Assigned task
Pull each line holding "rough" out of the entries below.

Stored data entries

________

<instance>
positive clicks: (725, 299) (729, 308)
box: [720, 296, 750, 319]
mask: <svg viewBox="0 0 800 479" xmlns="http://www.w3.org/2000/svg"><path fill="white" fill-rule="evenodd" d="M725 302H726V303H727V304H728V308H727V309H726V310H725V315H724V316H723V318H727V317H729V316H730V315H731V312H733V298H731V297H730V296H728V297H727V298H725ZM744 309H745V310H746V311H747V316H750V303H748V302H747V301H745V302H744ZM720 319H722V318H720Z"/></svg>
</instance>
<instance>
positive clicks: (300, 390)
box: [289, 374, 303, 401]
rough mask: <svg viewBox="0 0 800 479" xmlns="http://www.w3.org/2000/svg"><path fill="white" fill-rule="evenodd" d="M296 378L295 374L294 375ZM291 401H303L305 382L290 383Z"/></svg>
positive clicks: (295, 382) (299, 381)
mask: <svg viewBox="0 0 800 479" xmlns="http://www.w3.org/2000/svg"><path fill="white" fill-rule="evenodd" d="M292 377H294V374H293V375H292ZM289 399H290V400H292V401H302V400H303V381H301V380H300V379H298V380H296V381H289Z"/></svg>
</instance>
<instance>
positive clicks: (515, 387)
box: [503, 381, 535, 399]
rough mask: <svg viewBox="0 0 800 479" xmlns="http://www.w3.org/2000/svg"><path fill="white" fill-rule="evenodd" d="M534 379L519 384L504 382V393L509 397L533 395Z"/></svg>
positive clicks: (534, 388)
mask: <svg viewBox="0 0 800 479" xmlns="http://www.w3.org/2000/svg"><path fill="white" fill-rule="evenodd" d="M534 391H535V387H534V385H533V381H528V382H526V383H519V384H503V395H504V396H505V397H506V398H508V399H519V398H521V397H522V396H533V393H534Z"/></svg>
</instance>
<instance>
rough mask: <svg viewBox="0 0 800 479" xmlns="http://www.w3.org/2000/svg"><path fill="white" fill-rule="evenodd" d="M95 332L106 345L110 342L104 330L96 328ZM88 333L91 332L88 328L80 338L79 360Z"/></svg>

________

Exercise response
rough mask: <svg viewBox="0 0 800 479" xmlns="http://www.w3.org/2000/svg"><path fill="white" fill-rule="evenodd" d="M296 378L295 374L294 375ZM291 401H303L305 382L290 383Z"/></svg>
rough mask: <svg viewBox="0 0 800 479" xmlns="http://www.w3.org/2000/svg"><path fill="white" fill-rule="evenodd" d="M534 379L519 384L504 382V393L509 397L533 395Z"/></svg>
rough mask: <svg viewBox="0 0 800 479" xmlns="http://www.w3.org/2000/svg"><path fill="white" fill-rule="evenodd" d="M95 332L106 345L110 342L104 330L96 328ZM88 333L91 332L88 328L80 338L79 360Z"/></svg>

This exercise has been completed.